## Directions
Write out the items below word for word, from the line with "One keypoint belongs to every instance. Tag the tall", that line included, through the end of the items.

## Stored rows
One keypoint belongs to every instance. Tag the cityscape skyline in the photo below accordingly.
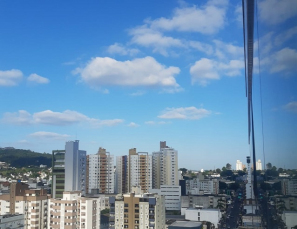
(128, 75)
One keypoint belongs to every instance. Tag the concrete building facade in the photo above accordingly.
(75, 167)
(33, 204)
(74, 211)
(100, 172)
(165, 167)
(137, 211)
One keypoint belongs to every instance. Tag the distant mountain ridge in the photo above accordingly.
(23, 158)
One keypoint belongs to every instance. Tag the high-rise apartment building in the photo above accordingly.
(165, 167)
(137, 211)
(75, 167)
(239, 165)
(134, 170)
(32, 203)
(74, 212)
(258, 165)
(100, 172)
(58, 173)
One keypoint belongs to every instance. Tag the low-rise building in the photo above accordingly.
(12, 221)
(208, 215)
(74, 211)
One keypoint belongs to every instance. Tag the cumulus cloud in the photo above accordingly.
(184, 113)
(274, 12)
(38, 79)
(283, 60)
(145, 72)
(207, 19)
(49, 135)
(291, 107)
(156, 123)
(147, 37)
(133, 124)
(10, 77)
(121, 50)
(206, 70)
(49, 117)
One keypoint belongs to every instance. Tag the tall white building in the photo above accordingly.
(74, 211)
(137, 211)
(75, 167)
(100, 172)
(258, 165)
(165, 167)
(239, 165)
(134, 170)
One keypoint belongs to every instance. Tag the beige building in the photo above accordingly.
(100, 172)
(32, 203)
(165, 167)
(137, 211)
(134, 170)
(74, 211)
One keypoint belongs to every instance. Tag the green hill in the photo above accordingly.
(23, 158)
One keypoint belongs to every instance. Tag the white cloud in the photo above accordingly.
(291, 107)
(138, 93)
(284, 60)
(49, 117)
(156, 123)
(145, 72)
(203, 71)
(224, 50)
(274, 12)
(121, 50)
(49, 135)
(21, 117)
(38, 79)
(184, 113)
(133, 124)
(207, 19)
(10, 77)
(206, 70)
(147, 37)
(206, 48)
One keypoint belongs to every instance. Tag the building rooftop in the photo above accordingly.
(189, 224)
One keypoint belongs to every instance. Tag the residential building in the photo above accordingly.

## Result of the task
One keypoint belongs to every instance. Tag the tall white building in the photo above accordingly.
(74, 211)
(137, 211)
(75, 167)
(100, 172)
(258, 165)
(165, 167)
(239, 165)
(134, 170)
One keypoint belongs to every instance. Tag the beige building in the photo above accordingly.
(100, 172)
(32, 203)
(165, 167)
(137, 211)
(134, 170)
(74, 211)
One keypoint belongs to every instance. Tag the green hill in the photo above accordingly.
(23, 158)
One keypoint belongs to every instance. Tag the white cloud in the photo above accordingly.
(291, 107)
(138, 93)
(284, 60)
(49, 117)
(156, 123)
(145, 72)
(203, 71)
(224, 50)
(274, 12)
(121, 50)
(49, 135)
(21, 117)
(38, 79)
(184, 113)
(133, 124)
(207, 19)
(10, 77)
(206, 70)
(147, 37)
(206, 48)
One keypoint belongs to every instance. Tag the building rooftop in the photo above accordingly.
(189, 224)
One keypoint belongs to every instance. Tag the residential building in the photo above accordingly.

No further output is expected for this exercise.